YOUR GOAL
Quote the passage on gesture recognition word for word, everything from "We should note that one" down to "such as Parkinson’s.".
*** Opening EXTRACTED TEXT ***
In Table 9 we summarize all related work of Section 2. As it can be observed, the majority of included research works do not propose a set of features on joints; rather they use joint coordinates and in many cases heuristics, which limit their capability to expand to other gestures. Also, performed evaluation in most cases is poor, most times limited to 3–5 subjects. High accuracy rates are achieved using custom and not publicly available datasets. On the other hand we proposed a scalable approach which uses features, does not rely on heuristics and is evaluated using a significantly larger set of users.
Future work will focus on expanding the set of gestures, by adding more complex ones and more samples of the existing ones. We also aim to investigate more machine learning approaches and extend our data set with more users. We also aim to use the approach in the context of the smart meeting room [37] developed within the IoT ecosystem of [38]. Therein it may act as an alternative means of controlling devices in the room, e.g., HVAC, lights, projector etc., and will be transformed into an exposed web service. Of course, in such a scenario, there will be the need for temporal segmentation or continuous recognition of performed arm gestures. Such a segmentation may be performed e.g., by finding the statit position of the actor [39], by applying sliding window volumes comprising of consecutive video frames [40], or even in a totally unsupervised manner by using clustering and keyframe extraction [41].
We should note that one way to avoid the aforementioned computationally expensive task of temporal segmentation, the initialization of the gesture recognition may be triggered e.g., with a predefined pose, which shall also act as a means for the selection of the device to be controlled. We plan to perform both quantitative and qualitative evaluations, i.e., also assess user experience when using such an approach within a smart environment. Finally, upon the completion of the aforementioned functionalities we plan an evaluation by real-life users. Among the issues we plan to investigate is the effectiveness of the proposed approach with users that cannot successfully perform (some of) the predefined gestures, i.e., people with limitations, disabilities or diseases such as Parkinson’s.
Concluding, we should note that research within the area of gesture recognition has been turned towards deep learning approaches which make use of raw RGB-D data, e.g., as in the work of Zhang et al. [19] and sophisticated deep network architectures. However, although such methods are able to achieve higher accuracy rates, often without the need of hand-crafted features, they typically result to more sophisticated models that need large amounts of data to train. Also such models may not be able to run inference in real time using low-end hardware such as a Raspberry Pi, which is often adopted in several IoT projects. If on the other hand the model runs on a more powerful server the network overhead of the raw data streams may be a bottleneck. Therefore, we feel that hand-crafted features combined with traditional machine learning approaches will be still of use within the forthcoming years for data or computationally constrained applications.
*** Closing EXTRACTED TEXT ***
*** Opening RECORD EXCERPTS ***
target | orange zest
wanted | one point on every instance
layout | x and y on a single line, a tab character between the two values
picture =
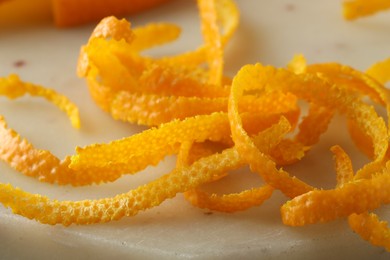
213	124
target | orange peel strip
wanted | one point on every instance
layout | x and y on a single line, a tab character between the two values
367	225
48	211
354	9
326	205
13	87
343	165
246	199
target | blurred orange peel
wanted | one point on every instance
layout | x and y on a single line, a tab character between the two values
214	125
355	9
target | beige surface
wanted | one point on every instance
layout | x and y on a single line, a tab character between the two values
271	32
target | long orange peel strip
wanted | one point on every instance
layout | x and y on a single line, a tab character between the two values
12	87
214	125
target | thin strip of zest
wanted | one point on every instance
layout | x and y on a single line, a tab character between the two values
12	87
52	212
265	141
326	205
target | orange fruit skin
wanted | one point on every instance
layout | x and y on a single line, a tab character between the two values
*** Closing RECORD EXCERPTS ***
RESULT FOR THIS EXERCISE
We should note that one way to avoid the aforementioned computationally expensive task of temporal segmentation, the initialization of the gesture recognition may be triggered e.g., with a predefined pose, which shall also act as a means for the selection of the device to be controlled. We plan to perform both quantitative and qualitative evaluations, i.e., also assess user experience when using such an approach within a smart environment. Finally, upon the completion of the aforementioned functionalities we plan an evaluation by real-life users. Among the issues we plan to investigate is the effectiveness of the proposed approach with users that cannot successfully perform (some of) the predefined gestures, i.e., people with limitations, disabilities or diseases such as Parkinson’s.